* **Required action**
All lines below must be repeated exactly, with the pictures omitted.

(Records begins)

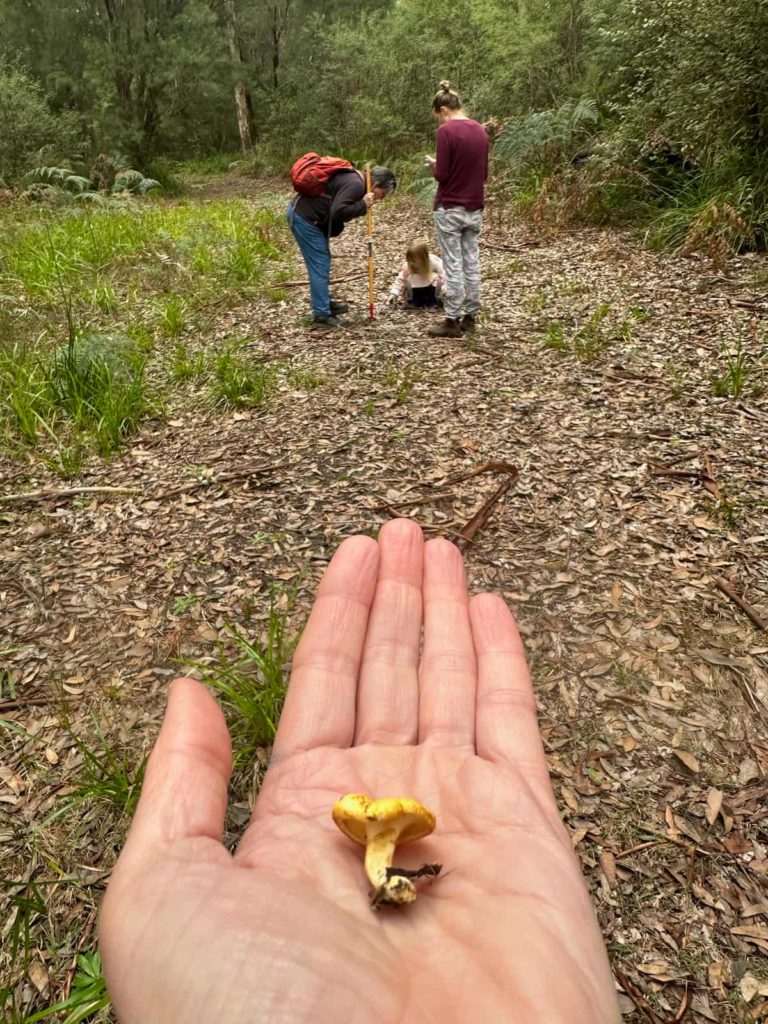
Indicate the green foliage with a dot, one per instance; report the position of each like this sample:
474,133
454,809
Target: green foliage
109,776
731,382
242,382
183,367
88,993
62,177
98,382
27,123
548,137
252,681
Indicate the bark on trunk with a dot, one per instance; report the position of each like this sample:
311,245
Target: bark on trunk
244,121
242,100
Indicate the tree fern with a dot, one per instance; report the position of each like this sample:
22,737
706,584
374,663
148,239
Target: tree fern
62,177
133,181
548,133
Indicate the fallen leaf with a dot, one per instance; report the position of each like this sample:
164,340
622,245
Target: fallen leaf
38,975
714,803
690,762
749,987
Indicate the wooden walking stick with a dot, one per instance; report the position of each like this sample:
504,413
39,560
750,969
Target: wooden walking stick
370,248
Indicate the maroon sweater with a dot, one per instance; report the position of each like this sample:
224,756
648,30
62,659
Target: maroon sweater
462,164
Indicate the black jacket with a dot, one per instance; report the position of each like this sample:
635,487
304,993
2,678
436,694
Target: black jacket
342,202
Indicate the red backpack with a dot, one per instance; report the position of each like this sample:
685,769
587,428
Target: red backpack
310,173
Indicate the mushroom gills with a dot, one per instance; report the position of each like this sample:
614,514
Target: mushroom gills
382,825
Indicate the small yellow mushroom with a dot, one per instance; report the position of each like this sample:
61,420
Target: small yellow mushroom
381,825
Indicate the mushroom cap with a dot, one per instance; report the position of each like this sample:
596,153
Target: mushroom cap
359,817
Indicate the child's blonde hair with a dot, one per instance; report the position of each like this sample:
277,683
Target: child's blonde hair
417,257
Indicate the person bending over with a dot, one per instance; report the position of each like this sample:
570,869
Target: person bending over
316,219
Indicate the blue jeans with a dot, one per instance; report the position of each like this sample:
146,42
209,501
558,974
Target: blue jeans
316,253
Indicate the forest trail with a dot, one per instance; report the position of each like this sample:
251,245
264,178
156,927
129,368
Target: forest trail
639,489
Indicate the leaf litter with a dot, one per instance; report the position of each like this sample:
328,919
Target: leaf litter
617,491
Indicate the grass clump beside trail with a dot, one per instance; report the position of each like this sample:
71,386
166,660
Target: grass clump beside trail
88,300
49,903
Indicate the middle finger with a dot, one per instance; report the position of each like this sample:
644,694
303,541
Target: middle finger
388,690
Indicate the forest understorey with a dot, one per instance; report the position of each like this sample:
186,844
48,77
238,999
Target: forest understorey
597,449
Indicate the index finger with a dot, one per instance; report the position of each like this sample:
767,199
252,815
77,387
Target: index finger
320,709
506,726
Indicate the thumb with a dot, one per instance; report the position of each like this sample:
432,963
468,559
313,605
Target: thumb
185,783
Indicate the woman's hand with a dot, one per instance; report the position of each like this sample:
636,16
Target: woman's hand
283,930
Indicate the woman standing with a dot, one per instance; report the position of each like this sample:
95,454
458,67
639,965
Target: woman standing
461,168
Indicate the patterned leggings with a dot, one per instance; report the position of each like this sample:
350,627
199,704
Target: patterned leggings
458,231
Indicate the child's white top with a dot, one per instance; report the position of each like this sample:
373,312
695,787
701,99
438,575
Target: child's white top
407,280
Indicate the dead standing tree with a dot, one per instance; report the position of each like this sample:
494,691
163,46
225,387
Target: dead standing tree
243,101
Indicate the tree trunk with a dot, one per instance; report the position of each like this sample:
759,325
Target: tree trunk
243,102
244,121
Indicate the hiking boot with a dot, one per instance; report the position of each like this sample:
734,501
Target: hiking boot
326,324
445,329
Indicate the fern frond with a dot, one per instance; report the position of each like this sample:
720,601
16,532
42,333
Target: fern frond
59,176
133,181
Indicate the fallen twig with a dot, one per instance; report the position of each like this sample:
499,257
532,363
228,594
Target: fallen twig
418,500
18,704
44,495
210,481
336,281
728,589
495,466
482,515
642,1004
708,478
704,475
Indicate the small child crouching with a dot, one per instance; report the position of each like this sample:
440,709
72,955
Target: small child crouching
422,279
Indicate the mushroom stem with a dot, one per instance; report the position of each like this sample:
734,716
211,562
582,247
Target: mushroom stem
386,889
379,853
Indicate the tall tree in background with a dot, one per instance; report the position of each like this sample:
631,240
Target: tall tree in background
243,101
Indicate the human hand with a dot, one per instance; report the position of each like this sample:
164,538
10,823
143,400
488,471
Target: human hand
283,929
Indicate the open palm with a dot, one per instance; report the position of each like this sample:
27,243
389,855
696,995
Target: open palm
283,931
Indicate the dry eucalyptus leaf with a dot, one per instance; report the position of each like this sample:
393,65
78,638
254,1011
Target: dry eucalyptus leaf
690,762
714,803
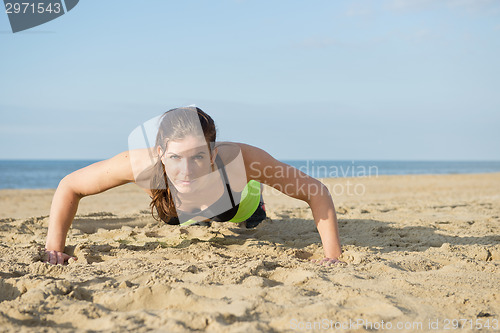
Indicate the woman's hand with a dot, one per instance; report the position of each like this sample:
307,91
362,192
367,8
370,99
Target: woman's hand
57,258
328,261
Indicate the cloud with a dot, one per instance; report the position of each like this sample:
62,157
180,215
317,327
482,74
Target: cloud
470,6
359,9
319,43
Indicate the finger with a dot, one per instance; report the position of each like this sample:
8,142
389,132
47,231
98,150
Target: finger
52,257
60,258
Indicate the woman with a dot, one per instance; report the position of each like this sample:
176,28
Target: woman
192,179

(Records ends)

* **Solution to the exercise**
Indicate the green foliage with a dot, one per instance; report the position of each like this sample:
474,133
454,809
Target: green foliage
109,776
731,382
242,382
183,367
88,993
62,177
98,382
27,123
548,137
252,681
Indicate the bark on trunk with a dot, one per instance; report the position of each like this sample:
311,245
Target: bark on trunk
244,121
242,100
Indicate the tree fern with a dot, one per instance; report the position of each like this sample:
22,737
706,584
374,663
148,239
Target: tree fern
62,177
133,181
548,133
Indicate the fallen leaf with a dot, one per instance; report the position of each like this sample:
164,340
622,245
Target: fallen leaf
38,975
714,803
690,762
749,987
Indicate the wooden walking stick with a dot, one per instance; report the position of each like this sample:
504,413
39,560
750,969
Target: wooden walking stick
370,248
Indicate the maroon sweater with a dot, one per instance; report the position of each like this sample:
224,756
648,30
62,659
Target: maroon sweater
462,164
Indicate the black jacket with a dot, one per instance; report the position of each like this sample:
635,487
304,993
2,678
436,694
Target: black jacket
342,202
Indicate the red backpack with a dot, one per instance; report the position of each like this sample:
685,769
587,428
Target: red backpack
310,173
Indicate the mushroom gills with a dot, one per instance; report the position of each like this sample:
614,514
Target: mushroom gills
382,825
Indicate the small yellow mushroom with a dot, one per instance; report the position of each like this sample:
61,420
Target: small yellow mushroom
381,825
Indicate the mushroom cap with a dot, one per instance; report the position of each like this sample:
596,153
Target: mushroom cap
359,817
Indicate the child's blonde hair with a dot, one per instance; report the position of each like this sample:
277,683
Target: child's blonde hair
417,257
Indicate the person bending over with a dot, one per instance; report the position of each like this sample:
570,869
Target: person bending over
316,219
Indicate the blue jeans with a dot, one per instance; report the position of each like this sample:
146,42
209,501
558,974
Target: blue jeans
316,253
Indicate the forest trail with a dot, one per instance; report the position of each like this sample:
251,245
264,178
156,927
129,368
Target: forest trail
639,489
Indicate the leaf litter with a dot, one per instance; report the position of each like this sample:
328,919
Target: leaf litter
617,491
Indicate the grass clump beside trail with a dot, one per instance; report the position of each like this sample:
71,386
166,660
Target: grass clump beside trail
88,300
49,903
Indicate the middle finger with a dot, one per instance; report the position of each like this sample:
644,694
303,541
Target: middle finger
388,690
Indicate the forest understorey with a dot, one per instance; report the position of each like this sample:
186,844
48,77
238,999
Target: forest understorey
597,449
Indicate the index finger with a dot, one per instance; report the position of each like this sample:
767,199
252,815
77,387
Target: index finger
320,709
506,726
Indicate the thumb with a dot, one per instance; report the position of each like this sample:
432,963
468,559
313,605
Target: thumb
185,783
Indicate the woman's hand with a dot, one per instance; report the position of each like this sample:
636,16
Target: woman's hand
283,930
Indicate the woman standing with a dot, one per instance; report the position of each like this sample:
95,454
458,67
639,965
Target: woman standing
461,168
Indicate the patterned leggings with a dot, one per instance; report the position of each like this sample:
350,627
199,704
Target: patterned leggings
458,231
Indicate the child's white top with a dot, one per instance; report the position of each like this sample:
373,312
695,787
701,99
438,575
Target: child's white top
407,280
Indicate the dead standing tree with a dot, one per instance; report the position of each like this sample:
494,691
163,46
225,387
Target: dead standing tree
243,101
Indicate the tree trunk with a dot, one per instance; report the position of each like this sample:
759,325
Target: tree trunk
243,102
244,121
Indicate the hiking boot with a dot, one per instance; report the position of each like this sample:
734,501
Target: hiking boot
326,324
445,329
Indicate the fern frond with a dot, one per instance; report the position of each like this sample:
720,601
16,532
42,333
Target: fern frond
59,176
133,181
Indicate the fallen twig with a dot, one per instance; report the position of each like this sample:
499,257
532,363
228,594
Target: fallen twig
418,500
18,704
44,495
210,481
336,281
728,589
495,466
482,515
642,1004
708,478
704,475
Indicate the small child crouching with a dot, one per instance; report the position of each like this sample:
440,709
72,955
Target: small child crouching
422,279
Indicate the mushroom stem with a dot, one per instance; report the position of each like this sample:
734,716
211,562
582,247
Target: mushroom stem
386,889
379,853
Indicate the tall tree in background with a dot, one per instance; report the position of each like this sample:
631,240
Target: tall tree in background
243,101
Indicate the human hand with a dot, one per instance; report the position of each like this sample:
164,538
10,823
143,400
488,471
Target: human hand
283,929
Indicate the open palm with a dot, one per instance; report the position of each like this sample:
27,243
389,855
696,995
Target: open palm
283,931
Indicate the dry eucalyptus leaf with a dot, one per instance; report the position of each like this sample:
393,65
78,638
254,1011
Target: dry eucalyptus leaf
690,762
714,803
Indicate the woman's hand with a dot, one per instance; report the position of each like this sample:
307,91
362,192
367,8
370,99
Target: woman's hand
57,258
328,261
Indicate the cloud with a dot, one per instance; report the position of each like this sample:
62,157
180,215
317,327
482,74
Target: cloud
470,6
359,9
319,43
Indicate the finger with a dot, one per instance; report the position of each like this sample:
8,142
389,132
47,231
98,150
Target: finger
52,257
60,258
Indicate the woman with a dot, one per instance; report the position of each like this sample:
176,28
Target: woman
192,179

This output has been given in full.